Scan the records beneath this line for the line holding "Target: row of stone pillars" and the line holding "like [(225, 82)]", then transcribe exactly those two and all lines between.
#### Data provided
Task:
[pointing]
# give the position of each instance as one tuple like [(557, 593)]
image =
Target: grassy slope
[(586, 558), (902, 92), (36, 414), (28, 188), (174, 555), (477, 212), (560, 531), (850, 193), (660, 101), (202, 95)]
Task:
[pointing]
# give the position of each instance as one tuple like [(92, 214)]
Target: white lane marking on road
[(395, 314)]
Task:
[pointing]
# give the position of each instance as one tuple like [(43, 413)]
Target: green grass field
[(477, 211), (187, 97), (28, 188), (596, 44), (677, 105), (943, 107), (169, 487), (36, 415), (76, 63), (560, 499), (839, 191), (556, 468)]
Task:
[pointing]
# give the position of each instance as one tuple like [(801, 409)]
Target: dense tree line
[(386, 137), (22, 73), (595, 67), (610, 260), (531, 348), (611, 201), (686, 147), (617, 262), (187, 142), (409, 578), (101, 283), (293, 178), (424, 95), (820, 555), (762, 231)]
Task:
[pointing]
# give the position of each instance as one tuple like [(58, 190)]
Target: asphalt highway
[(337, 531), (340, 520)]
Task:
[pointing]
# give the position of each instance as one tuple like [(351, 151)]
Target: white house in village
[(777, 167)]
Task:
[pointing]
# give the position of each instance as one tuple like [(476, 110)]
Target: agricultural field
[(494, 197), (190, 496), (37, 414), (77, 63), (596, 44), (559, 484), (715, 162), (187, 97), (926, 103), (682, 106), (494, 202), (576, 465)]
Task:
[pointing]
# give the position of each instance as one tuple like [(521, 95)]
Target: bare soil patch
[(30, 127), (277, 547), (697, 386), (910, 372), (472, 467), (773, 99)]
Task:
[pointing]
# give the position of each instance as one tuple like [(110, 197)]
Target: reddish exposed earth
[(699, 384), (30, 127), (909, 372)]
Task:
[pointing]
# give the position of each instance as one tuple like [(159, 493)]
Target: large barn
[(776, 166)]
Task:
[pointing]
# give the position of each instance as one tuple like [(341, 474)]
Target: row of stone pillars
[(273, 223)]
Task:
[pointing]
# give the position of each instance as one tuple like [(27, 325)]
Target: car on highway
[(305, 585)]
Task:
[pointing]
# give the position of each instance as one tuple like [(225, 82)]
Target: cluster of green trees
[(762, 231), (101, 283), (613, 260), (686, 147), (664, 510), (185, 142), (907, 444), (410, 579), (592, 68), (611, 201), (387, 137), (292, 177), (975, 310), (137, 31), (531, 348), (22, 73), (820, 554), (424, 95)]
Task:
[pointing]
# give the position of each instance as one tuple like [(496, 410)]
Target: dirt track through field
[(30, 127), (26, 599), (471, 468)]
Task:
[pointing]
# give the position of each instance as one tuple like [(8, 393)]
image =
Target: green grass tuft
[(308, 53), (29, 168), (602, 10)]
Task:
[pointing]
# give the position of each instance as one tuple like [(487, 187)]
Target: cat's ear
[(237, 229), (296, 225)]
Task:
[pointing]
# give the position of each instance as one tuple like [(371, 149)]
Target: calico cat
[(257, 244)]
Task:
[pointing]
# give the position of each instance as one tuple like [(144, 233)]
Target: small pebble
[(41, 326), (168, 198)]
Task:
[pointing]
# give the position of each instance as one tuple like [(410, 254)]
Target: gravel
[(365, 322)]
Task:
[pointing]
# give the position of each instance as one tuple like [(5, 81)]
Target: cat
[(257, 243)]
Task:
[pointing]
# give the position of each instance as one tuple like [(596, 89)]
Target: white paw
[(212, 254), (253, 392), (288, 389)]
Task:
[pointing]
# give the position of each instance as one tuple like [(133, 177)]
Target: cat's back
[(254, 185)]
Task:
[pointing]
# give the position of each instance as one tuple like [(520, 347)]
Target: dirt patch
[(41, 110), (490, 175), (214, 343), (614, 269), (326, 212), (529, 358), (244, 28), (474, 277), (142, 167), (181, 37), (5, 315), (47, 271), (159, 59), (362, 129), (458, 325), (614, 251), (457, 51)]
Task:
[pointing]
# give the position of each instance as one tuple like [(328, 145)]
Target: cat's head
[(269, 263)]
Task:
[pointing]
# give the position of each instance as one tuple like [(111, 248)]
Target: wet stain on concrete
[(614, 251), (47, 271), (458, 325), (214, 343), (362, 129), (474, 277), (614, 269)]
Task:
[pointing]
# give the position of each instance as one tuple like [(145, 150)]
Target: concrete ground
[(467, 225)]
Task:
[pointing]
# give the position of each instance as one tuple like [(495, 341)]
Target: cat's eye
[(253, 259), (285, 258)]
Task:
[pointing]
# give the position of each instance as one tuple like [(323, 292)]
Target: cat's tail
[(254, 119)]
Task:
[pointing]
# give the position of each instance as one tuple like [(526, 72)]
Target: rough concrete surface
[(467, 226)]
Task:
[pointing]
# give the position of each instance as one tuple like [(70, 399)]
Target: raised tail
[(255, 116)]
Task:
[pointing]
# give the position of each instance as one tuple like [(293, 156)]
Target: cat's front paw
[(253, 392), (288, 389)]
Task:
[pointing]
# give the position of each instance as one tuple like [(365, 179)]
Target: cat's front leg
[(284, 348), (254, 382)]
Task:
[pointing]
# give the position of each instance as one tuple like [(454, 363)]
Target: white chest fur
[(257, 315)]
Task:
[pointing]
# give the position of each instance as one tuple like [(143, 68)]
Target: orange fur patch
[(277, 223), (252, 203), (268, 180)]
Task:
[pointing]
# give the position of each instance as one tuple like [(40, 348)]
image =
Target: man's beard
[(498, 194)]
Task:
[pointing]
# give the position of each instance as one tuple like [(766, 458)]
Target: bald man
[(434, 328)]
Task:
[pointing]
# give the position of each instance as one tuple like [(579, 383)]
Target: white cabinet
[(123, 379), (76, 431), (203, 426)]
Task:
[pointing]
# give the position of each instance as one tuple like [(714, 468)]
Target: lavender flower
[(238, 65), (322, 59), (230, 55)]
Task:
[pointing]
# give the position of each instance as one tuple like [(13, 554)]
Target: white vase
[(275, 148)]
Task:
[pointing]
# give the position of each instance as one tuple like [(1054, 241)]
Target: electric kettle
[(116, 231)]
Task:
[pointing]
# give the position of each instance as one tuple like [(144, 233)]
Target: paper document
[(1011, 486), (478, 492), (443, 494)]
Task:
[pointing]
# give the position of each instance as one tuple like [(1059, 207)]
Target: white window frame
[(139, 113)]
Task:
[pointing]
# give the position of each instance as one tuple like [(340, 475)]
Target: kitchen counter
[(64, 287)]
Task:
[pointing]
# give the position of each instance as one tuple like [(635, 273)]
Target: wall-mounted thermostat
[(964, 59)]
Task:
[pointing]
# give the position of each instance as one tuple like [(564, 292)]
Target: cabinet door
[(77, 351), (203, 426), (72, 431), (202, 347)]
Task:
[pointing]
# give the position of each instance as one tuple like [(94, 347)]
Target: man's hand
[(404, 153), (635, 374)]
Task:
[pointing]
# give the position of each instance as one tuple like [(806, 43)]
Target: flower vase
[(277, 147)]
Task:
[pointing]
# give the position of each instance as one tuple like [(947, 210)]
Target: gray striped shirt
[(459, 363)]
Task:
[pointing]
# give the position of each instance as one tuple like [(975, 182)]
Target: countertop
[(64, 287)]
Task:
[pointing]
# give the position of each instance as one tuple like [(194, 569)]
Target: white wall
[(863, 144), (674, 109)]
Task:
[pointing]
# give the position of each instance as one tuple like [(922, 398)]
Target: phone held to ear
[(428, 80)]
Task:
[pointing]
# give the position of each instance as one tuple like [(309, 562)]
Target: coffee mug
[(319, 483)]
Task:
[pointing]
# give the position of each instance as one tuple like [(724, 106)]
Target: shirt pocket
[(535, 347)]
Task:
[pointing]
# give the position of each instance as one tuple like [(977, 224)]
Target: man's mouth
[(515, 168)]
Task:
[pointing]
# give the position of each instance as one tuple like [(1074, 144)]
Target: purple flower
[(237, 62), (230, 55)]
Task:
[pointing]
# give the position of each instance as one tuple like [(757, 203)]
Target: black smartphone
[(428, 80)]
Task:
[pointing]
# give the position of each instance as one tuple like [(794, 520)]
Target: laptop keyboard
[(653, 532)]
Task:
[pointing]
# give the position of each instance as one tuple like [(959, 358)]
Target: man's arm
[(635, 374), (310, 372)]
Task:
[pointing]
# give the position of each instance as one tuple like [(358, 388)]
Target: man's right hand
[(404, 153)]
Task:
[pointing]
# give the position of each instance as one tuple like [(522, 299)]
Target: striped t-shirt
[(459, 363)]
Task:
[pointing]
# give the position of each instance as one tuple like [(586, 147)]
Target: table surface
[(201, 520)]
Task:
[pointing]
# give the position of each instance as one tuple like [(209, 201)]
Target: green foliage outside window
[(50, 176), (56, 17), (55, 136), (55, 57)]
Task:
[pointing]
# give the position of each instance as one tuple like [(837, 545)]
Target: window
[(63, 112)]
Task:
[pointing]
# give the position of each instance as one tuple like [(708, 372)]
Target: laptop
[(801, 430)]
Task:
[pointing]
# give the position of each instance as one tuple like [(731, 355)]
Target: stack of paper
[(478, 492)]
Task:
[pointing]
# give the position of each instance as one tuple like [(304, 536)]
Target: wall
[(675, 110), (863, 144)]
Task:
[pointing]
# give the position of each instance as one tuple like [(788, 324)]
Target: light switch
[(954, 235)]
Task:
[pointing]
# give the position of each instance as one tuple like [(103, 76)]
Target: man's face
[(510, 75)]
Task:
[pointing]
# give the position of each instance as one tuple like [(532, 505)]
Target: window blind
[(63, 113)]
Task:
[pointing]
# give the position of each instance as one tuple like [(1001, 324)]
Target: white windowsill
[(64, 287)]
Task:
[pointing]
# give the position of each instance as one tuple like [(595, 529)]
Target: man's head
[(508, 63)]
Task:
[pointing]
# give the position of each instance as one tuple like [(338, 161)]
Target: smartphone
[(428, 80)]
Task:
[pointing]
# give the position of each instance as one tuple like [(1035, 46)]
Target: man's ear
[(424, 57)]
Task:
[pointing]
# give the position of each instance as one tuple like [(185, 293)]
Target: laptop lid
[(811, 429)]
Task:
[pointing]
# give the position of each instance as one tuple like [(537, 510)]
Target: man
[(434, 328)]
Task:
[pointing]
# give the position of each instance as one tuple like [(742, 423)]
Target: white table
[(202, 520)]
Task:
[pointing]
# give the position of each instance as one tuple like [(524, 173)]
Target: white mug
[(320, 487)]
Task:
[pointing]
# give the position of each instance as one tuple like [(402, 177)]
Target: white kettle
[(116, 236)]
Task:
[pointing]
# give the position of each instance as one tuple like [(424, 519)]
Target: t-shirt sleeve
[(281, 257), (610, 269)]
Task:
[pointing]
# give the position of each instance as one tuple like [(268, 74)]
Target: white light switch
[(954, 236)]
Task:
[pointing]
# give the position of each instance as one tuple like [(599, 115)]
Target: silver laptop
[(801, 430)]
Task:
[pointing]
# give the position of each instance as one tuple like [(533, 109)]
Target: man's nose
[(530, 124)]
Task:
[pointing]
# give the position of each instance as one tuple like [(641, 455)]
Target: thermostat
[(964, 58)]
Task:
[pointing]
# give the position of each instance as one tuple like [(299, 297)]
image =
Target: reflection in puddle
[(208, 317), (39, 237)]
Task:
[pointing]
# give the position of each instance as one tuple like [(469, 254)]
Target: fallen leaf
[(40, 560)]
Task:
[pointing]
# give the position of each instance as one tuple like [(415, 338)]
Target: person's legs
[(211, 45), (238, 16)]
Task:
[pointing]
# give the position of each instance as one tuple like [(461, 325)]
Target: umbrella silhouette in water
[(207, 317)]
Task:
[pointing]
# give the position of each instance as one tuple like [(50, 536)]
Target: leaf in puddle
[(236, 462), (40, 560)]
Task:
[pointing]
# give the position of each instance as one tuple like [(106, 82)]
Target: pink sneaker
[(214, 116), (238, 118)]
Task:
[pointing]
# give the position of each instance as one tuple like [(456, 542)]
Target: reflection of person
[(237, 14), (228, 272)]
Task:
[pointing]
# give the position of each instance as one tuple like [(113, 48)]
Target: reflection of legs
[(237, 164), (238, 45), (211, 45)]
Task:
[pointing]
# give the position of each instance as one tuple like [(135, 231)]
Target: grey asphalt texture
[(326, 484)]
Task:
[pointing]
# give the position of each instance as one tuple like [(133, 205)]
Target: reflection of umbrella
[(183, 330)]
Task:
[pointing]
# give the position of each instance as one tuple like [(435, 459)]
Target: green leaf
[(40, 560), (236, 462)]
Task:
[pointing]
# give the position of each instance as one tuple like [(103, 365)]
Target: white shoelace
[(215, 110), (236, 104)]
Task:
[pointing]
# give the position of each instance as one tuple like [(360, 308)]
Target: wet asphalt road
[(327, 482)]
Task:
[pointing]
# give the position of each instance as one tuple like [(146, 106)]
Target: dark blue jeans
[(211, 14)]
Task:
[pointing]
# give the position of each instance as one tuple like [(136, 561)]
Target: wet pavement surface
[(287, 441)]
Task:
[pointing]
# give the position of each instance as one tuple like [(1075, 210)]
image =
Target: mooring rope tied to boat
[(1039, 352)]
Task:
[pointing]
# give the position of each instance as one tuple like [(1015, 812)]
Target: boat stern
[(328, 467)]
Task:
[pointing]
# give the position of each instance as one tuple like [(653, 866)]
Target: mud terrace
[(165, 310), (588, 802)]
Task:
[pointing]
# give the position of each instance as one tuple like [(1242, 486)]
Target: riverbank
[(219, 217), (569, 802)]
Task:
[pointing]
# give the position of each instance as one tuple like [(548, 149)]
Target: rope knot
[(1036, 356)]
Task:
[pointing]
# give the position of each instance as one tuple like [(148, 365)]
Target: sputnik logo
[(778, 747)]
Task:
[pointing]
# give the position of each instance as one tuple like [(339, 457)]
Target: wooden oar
########
## Result of this task
Target: row of stone pillars
[(273, 223)]
Task:
[pointing]
# give the position of each instance as one tuple like [(27, 325)]
Target: car on highway
[(305, 585)]
Task:
[pointing]
# give the position of each instance as one tuple like [(225, 82)]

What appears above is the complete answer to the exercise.